• [PROBLEM REQUIREMENTS]
Gather every line from the entries below that includes "cart".

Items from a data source
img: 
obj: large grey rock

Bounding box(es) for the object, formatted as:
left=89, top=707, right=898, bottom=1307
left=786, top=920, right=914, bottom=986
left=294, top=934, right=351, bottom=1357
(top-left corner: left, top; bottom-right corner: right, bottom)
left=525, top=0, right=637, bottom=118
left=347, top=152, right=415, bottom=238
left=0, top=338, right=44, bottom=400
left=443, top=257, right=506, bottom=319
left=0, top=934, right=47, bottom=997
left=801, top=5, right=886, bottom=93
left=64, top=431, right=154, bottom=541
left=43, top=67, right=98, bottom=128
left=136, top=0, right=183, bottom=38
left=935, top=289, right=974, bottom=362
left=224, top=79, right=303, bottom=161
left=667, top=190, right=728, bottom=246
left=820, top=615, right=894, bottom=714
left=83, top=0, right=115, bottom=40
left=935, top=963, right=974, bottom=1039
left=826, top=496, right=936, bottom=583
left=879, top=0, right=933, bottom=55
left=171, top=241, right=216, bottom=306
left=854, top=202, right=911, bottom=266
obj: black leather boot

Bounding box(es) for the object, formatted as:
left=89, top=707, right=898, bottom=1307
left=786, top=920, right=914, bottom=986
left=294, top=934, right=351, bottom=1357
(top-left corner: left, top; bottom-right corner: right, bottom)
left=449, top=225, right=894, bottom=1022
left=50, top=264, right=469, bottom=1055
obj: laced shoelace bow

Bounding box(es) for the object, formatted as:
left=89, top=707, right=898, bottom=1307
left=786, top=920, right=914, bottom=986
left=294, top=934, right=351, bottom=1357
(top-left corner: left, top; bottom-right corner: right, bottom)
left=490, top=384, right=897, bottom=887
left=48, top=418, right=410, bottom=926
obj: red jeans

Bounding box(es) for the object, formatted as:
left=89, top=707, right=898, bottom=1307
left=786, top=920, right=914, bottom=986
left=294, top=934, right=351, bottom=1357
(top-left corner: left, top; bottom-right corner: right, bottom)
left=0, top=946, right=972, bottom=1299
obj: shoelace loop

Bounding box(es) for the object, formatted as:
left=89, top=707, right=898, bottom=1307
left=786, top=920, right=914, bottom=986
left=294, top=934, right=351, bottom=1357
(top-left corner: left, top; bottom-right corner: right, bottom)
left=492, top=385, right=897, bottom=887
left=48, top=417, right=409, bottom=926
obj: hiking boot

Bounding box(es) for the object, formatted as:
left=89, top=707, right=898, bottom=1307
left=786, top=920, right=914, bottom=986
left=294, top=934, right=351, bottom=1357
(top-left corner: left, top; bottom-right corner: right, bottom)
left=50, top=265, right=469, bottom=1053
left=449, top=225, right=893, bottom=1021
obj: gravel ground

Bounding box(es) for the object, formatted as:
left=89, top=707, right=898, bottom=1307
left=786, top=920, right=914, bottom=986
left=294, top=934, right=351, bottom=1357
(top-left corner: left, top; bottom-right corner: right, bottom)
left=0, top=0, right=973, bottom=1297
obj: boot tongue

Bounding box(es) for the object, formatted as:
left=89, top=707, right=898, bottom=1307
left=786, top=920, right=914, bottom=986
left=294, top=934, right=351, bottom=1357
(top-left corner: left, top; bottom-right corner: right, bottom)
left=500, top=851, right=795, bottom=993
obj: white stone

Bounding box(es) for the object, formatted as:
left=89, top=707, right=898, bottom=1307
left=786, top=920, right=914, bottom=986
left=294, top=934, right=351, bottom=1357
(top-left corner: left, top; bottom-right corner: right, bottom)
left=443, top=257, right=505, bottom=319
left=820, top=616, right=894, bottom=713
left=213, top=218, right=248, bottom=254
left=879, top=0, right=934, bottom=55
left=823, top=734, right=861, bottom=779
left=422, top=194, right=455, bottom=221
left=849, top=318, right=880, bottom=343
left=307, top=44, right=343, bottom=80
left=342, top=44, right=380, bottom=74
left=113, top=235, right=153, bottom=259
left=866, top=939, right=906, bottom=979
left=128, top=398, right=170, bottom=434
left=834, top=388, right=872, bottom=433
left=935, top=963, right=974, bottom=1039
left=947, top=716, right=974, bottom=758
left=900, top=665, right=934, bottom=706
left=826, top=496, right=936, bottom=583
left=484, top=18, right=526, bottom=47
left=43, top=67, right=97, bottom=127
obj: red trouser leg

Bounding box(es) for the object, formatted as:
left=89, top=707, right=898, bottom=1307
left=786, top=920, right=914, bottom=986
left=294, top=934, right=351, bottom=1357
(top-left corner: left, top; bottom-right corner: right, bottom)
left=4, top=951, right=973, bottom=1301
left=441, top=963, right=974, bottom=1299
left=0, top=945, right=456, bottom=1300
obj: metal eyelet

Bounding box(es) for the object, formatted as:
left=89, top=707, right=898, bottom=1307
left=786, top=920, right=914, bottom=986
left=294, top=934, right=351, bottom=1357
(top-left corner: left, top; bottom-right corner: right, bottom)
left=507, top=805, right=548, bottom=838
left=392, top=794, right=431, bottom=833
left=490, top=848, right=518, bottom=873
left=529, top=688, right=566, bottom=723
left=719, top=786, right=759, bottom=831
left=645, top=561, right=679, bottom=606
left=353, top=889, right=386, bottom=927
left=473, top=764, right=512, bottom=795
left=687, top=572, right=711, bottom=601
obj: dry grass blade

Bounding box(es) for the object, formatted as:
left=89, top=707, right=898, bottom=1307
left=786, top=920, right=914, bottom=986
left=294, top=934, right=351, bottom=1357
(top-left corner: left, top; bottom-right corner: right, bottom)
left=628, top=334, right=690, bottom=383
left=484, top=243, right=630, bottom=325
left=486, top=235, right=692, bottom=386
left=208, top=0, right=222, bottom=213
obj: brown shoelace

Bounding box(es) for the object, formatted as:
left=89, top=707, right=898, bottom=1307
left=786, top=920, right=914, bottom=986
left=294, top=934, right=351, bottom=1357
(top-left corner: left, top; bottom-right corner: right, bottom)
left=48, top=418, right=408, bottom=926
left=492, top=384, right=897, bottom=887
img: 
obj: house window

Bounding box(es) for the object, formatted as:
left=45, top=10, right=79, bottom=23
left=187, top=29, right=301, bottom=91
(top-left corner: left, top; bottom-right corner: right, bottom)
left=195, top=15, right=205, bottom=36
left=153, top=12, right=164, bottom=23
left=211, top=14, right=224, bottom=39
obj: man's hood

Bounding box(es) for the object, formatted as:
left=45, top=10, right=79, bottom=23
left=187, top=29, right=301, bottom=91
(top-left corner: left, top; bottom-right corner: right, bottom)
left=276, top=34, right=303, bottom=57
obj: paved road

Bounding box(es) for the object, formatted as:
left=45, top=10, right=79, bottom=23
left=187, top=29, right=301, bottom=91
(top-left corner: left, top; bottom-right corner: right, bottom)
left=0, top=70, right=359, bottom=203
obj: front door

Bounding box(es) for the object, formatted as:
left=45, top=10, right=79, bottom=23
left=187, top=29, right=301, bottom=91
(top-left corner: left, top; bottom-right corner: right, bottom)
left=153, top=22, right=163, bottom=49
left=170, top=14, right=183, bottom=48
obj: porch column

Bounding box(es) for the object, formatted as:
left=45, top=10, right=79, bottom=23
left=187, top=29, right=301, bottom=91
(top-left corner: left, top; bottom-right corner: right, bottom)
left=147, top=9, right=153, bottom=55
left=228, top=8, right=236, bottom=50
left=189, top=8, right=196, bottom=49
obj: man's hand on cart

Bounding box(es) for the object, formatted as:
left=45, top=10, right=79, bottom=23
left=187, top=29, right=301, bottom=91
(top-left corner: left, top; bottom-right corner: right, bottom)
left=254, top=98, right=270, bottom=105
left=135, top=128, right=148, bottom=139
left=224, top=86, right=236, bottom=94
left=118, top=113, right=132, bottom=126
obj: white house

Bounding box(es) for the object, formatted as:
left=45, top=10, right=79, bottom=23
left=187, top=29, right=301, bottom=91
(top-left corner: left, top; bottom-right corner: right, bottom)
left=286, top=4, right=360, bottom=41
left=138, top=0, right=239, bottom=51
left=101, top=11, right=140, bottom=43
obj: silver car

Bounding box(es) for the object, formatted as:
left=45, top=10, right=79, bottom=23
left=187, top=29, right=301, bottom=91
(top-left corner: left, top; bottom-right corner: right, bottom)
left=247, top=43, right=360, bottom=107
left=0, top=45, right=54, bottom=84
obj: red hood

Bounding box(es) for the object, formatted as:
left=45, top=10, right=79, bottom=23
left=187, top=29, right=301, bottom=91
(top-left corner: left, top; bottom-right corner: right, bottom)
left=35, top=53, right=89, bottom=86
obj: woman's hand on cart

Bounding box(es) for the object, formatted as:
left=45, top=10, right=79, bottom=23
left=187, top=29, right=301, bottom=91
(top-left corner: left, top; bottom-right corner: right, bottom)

• [EXERCISE ANSWER]
obj: man's hand on cart
obj: woman's hand on cart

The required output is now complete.